■ EXCERPT TO READ:
________________________________________
Well I did this today, and to be honest it's so easy it was all over very quickly so didn't take any pics, of course I didn't really want to play with the camera whilst covered in V-power, and having manipulated myself into the space behind the passenger seat I couldn't be bothered to go get the camera.

But for anyone who needs to do this, it is pretty straightforward. In fact I was a little disappointed, for a £200 part I wanted a bit of a challenge! (I am going to regret saying that)


----------



## TTQ2K2 (Jun 25, 2009)

Here's a HOW TO with pics.

http://forums.audiworld.com/showthread.php?t=1951856

Does not seem too difficult. this, plus yours, will need to be added to the new FAQ. :wink:

cheers.


----------



## lazerjules (Apr 18, 2009)

The link to this whole post is already in the contribution. So your link will be there too.


----------



## John-H (Jul 13, 2005)

Having just done this myself I thought I'd add a couple of things to help anyone doing it themselves.

*SAFETY:* I'd recommend disconnection of the battery for safety. Electrical connections inside the tank are not sealed but are exposed to petrol and vapour. This is surprisingly "safe" as the vapour saturation is too high to allow an explosion but once you take the lid off the tank and allow air in, this is no longer the case. Using flash photography in the fume filled car or doing anything that can make a spark like operating a live switch is also not such a good idea - that's why petrochemical and gas industry tools tend to be "intrinsically safe" e.g. not made of carbon steel that could spark if dropped etc. So be careful.
________________________________________
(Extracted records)
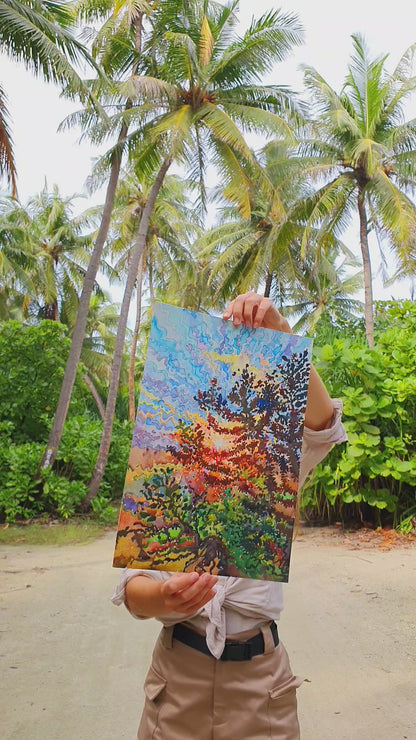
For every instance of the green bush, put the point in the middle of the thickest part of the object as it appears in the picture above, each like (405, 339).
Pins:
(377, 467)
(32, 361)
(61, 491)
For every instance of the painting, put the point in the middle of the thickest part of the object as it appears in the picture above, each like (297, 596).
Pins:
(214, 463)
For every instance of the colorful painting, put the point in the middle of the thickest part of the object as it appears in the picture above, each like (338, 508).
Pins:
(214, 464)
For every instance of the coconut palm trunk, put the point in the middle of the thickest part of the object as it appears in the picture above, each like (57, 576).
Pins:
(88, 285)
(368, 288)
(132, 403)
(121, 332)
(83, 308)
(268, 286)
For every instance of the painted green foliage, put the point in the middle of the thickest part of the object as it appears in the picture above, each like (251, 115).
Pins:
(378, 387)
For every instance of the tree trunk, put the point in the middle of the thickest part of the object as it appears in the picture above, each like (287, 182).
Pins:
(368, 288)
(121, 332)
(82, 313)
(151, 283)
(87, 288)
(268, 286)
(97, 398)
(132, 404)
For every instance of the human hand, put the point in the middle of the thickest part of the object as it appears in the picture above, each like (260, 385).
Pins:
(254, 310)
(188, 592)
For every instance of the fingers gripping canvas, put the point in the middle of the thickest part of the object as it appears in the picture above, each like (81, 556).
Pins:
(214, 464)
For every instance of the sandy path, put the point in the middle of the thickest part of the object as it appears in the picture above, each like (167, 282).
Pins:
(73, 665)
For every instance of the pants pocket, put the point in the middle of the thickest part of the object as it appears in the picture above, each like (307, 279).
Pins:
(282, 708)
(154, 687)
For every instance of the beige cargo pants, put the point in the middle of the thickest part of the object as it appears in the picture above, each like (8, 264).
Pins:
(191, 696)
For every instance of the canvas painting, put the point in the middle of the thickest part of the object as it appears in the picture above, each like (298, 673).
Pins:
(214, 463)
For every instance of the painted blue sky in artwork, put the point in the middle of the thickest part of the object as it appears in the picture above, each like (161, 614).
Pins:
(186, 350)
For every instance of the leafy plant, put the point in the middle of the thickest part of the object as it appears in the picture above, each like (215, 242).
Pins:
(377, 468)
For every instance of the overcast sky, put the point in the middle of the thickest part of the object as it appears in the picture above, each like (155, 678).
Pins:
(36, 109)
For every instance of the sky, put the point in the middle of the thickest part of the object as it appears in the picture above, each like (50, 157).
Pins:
________________________________________
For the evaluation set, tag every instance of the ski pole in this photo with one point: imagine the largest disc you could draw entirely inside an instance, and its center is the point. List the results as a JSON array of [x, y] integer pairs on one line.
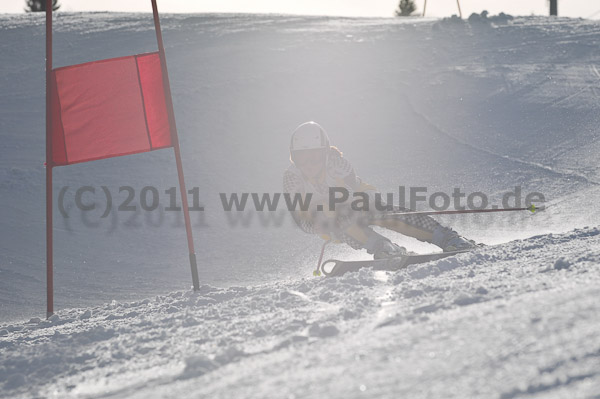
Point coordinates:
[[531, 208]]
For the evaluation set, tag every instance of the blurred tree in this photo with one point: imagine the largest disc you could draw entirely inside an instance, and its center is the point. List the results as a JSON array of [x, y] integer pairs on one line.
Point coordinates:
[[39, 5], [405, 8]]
________________________________________
■ PROBLEM REQUIREMENTS:
Answer the following questions using the forum thread.
(a) What price does the first post give for the part?
(b) According to TTQ2K2, what does the linked how-to include?
(c) What does John-H recommend disconnecting for safety?

■ REPLY:
(a) £200.
(b) Pictures.
(c) The battery.